Mr Lilley: So it is not a reason that it is taking more time?

Sarah Harrison: But the point is-

Mr Lilley: I am just trying to establish that fact. Do not bother to answer any other questions that I haven’t asked.

Sarah Harrison: No, of course. I am telling you-

Andrew Wright: The absence of that power means it does take longer to get hold of the information that we would otherwise be able to get in a straightforward manner. This is potentially a long and complex investigation and we may not have reached a conclusion by now in any case, but that is a fact of life at the moment.

Q406 Mr Lilley: Just pursuing the point of my colleague, Mr Robertson. He is of the opinion that this is not a competitive market and you are saying, "Oh, we are assuming it is a competitive market", in which case it is not quite clear why you are carrying out an investigation. Surely it is supposed to be competitive. You are looking to see whether it is operating as a competitive market or as an oligopolistic one. The symptoms of being an oligopolistic market and of oligopolistic power being exploited would be abnormally high returns on capital and abnormally high profits. Now, have you established whether or not they exist? It can’t take eight months.

Andrew Wright: That is two questions. First of all, it is quite possible to get individual instances of market manipulation and insider trading and market abuse in competitive markets. That is a separate issue. Secondly, we are not apologists for the retail market. We have been clear that we think this market is not competitive enough.

**Work item A**
Answer these questions about the hearing transcript:
(i) Whose point does Mr Lilley say he is pursuing?
(ii) Which two symptoms does Mr Lilley name for oligopolistic power being exploited?
(iii) What does Andrew Wright say the absence of that power means?
**Work item B**
Can you repeat the stretch of the hearing transcript from "Sarah Harrison: But" through "at the moment.", but substitute "inquiry" for "investigation"?

**Dataset extract**
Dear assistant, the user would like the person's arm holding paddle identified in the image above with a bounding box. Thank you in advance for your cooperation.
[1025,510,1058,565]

**Exercise output A**
(i) His colleague Mr Robertson's.
(ii) Abnormally high returns on capital and abnormally high profits.
(iii) It takes longer to get hold of the information they would otherwise be able to get in a straightforward manner.

**Exercise output B**
Sarah Harrison: But the point is-

Mr Lilley: I am just trying to establish that fact. Do not bother to answer any other questions that I haven’t asked.

Sarah Harrison: No, of course. I am telling you-

Andrew Wright: The absence of that power means it does take longer to get hold of the information that we would otherwise be able to get in a straightforward manner. This is potentially a long and complex inquiry and we may not have reached a conclusion by now in any case, but that is a fact of life at the moment.